Written task: Set out every one of the entries below as a numbered list, one line per item, and drop any blank lines.

Data shown:

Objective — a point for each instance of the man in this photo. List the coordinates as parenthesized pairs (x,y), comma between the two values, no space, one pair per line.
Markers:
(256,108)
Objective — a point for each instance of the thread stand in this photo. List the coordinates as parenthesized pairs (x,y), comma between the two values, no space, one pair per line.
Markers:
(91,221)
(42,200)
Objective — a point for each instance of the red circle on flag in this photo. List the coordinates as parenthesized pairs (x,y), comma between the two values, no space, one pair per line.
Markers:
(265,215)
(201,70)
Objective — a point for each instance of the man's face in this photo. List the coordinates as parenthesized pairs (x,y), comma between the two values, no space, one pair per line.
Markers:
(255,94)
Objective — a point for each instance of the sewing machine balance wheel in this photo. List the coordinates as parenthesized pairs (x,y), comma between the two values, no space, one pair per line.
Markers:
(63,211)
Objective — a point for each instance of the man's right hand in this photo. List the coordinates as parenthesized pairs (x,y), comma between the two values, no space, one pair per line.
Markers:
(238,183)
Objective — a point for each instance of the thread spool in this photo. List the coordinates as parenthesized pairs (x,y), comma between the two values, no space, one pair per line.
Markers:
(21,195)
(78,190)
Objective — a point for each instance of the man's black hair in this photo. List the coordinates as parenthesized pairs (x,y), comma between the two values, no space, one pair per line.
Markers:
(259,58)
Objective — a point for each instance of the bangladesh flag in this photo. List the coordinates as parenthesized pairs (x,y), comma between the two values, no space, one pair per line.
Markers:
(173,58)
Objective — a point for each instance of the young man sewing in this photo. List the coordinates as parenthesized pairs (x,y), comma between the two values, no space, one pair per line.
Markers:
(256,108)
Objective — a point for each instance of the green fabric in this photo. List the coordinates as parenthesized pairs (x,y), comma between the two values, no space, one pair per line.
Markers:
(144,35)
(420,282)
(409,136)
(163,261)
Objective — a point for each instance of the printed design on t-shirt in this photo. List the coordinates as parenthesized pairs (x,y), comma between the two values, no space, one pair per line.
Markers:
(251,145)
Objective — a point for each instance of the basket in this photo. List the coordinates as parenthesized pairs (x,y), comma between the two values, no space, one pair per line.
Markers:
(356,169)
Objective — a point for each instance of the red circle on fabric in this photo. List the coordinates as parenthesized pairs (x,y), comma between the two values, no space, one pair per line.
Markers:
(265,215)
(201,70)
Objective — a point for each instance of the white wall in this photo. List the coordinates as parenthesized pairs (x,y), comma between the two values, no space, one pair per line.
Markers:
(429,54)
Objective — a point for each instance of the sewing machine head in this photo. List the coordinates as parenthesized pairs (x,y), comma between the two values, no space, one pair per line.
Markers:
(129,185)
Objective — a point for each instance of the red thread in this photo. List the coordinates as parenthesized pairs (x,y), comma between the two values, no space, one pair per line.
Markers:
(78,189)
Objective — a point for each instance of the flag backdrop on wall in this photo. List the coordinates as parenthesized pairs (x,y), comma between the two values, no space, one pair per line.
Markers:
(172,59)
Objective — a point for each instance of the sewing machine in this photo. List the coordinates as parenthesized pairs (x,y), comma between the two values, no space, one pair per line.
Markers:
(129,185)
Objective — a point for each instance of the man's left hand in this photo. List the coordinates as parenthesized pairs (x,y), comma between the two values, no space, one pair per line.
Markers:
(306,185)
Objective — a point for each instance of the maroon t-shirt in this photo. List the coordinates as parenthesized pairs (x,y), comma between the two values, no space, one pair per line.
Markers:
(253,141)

Written answer:
1. Objective — a point for each instance of the man in this photo. List the coordinates as parenthesized pairs (x,y), comma between the two values, no space, one pair per line.
2. Markers:
3. (256,108)
4. Objective — a point for each instance of the thread stand in this photo. List the coordinates as parenthesized pairs (x,y), comma between the two values, no space, one pair per line.
5. Markers:
6. (91,221)
7. (42,200)
8. Objective — a point for each instance of the red circle on flag in this photo. List the coordinates as parenthesized pairs (x,y), comma between the two values, no space, one pair per line.
9. Markers:
10. (265,215)
11. (201,70)
12. Objective — a point for each instance of the man's face in this photo. List the coordinates as parenthesized pairs (x,y), comma between the two values, no space, one pair per line.
13. Markers:
14. (255,94)
15. Objective — a point for each instance of the sewing machine balance wheel in this photo. List the coordinates as parenthesized pairs (x,y), comma between the two values, no space, one pair per line.
16. Markers:
17. (63,211)
18. Objective — a point for each instance of the man's right hand in this photo. List the coordinates as parenthesized pairs (x,y), comma between the two values, no space, one pair per line.
19. Markers:
20. (238,183)
21. Objective — a point for each instance of the thread spool in this photo. List the coordinates as parenthesized pairs (x,y), comma between the two values, no space, one pair per line.
22. Markers:
23. (21,195)
24. (78,190)
25. Objective — a point for each instance of the man's black hair in this photo. List the coordinates as parenthesized pairs (x,y), comma between the two values, no space, one pair per line.
26. Markers:
27. (259,58)
28. Objective — a point for each instance of the bangladesh flag in this photo. List the coordinates as parenthesized pairs (x,y), comma between the two values, no space, one pair per line.
29. Markers:
30. (173,58)
31. Objective — a point for each instance of the young man sewing in this photo. List the coordinates as parenthesized pairs (x,y), comma between the two values, no space, one pair per line.
32. Markers:
33. (256,108)
34. Objective — a point for each instance of the green fabric in this photo. List the coordinates as parenthesized pairs (x,y), comma between the two values, no space, one pair per line.
35. Markers:
36. (144,35)
37. (420,282)
38. (409,136)
39. (163,261)
40. Objective — a point for each instance of the printed design on t-shirt in this photo. List the coordinates as parenthesized pairs (x,y), comma between the two values, no space, one pair per line.
41. Markers:
42. (251,145)
43. Objective — a point for each instance of the basket in this photo. List the coordinates as parenthesized pairs (x,y), comma between the two values, no space, one pair per line.
44. Markers:
45. (356,169)
46. Objective — a point for each instance of the red circle on fabric in this photo. List the coordinates as parenthesized pairs (x,y), comma between the two values, no space, one pair per line.
47. Markers:
48. (265,215)
49. (201,70)
50. Objective — a point for each instance of the white wall in this photo. List the coordinates as parenthesized pairs (x,y), comma between the two values, no space, one pair per line.
51. Markers:
52. (429,54)
53. Objective — a point for each instance of the sewing machine head in this photo. List the coordinates as parenthesized pairs (x,y), comma between the two values, no space, one pair per line.
54. Markers:
55. (129,185)
56. Objective — a point for each instance of the red thread in this photo. List the coordinates as parenthesized pairs (x,y), comma between the two values, no space, one pair per line.
57. Markers:
58. (78,189)
59. Objective — a point for each instance of the flag backdrop on wall in this photo. List the coordinates as parenthesized pairs (x,y), comma between the two values, no space, one pair per line.
60. Markers:
61. (172,59)
62. Objective — a point for each instance of the sewing machine in this photo. List the coordinates as parenthesized pairs (x,y), comma between the two values, no space, one pair per line.
63. Markers:
64. (129,185)
65. Objective — a point for each instance of the man's left hand in this photo. List the coordinates as parenthesized pairs (x,y), comma between the two values, no space, one pair per line.
66. Markers:
67. (306,185)
68. Objective — a point for each instance of the maroon t-shirt in this photo. List the coordinates as parenthesized pairs (x,y), comma between the two values, no space, one pair per line.
69. Markers:
70. (253,141)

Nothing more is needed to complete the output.